Required task: Can you rewrite the records below with every "traffic-monitoring" changed to "street-camera" and nothing else altered, leaving out the pictures?

Dataset rows:
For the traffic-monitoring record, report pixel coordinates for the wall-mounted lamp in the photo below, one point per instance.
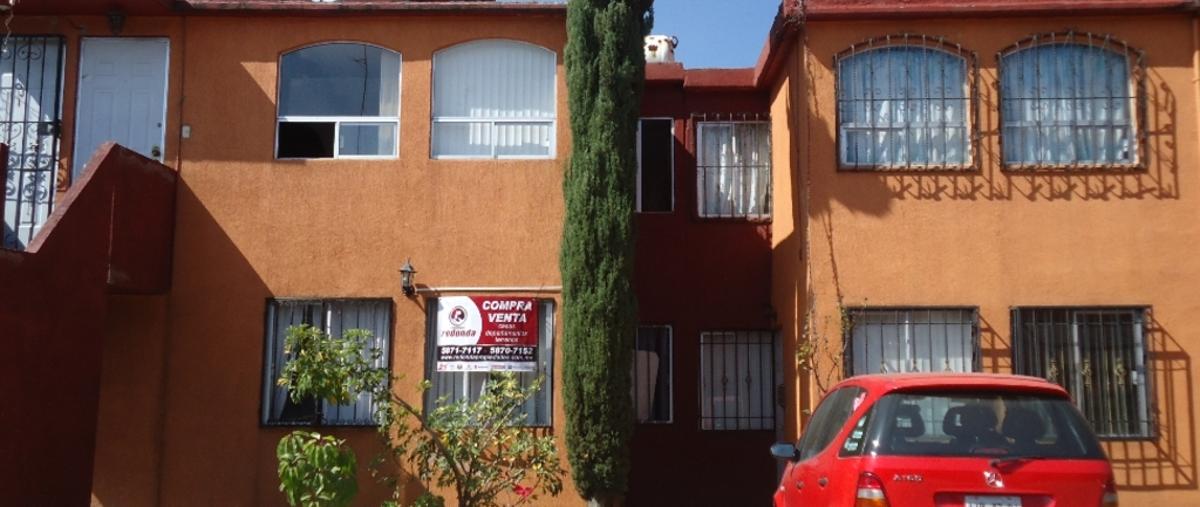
(115, 21)
(406, 278)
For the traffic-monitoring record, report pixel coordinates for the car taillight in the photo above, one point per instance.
(870, 491)
(1110, 494)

Task response:
For the street-camera record, report pixel coordinates for the wall-mounted lamp in the photo below, one point per instance.
(115, 21)
(406, 278)
For the street-camera record, report pixel coordinates for the car taillight in the photo above, one point per instance.
(870, 491)
(1110, 494)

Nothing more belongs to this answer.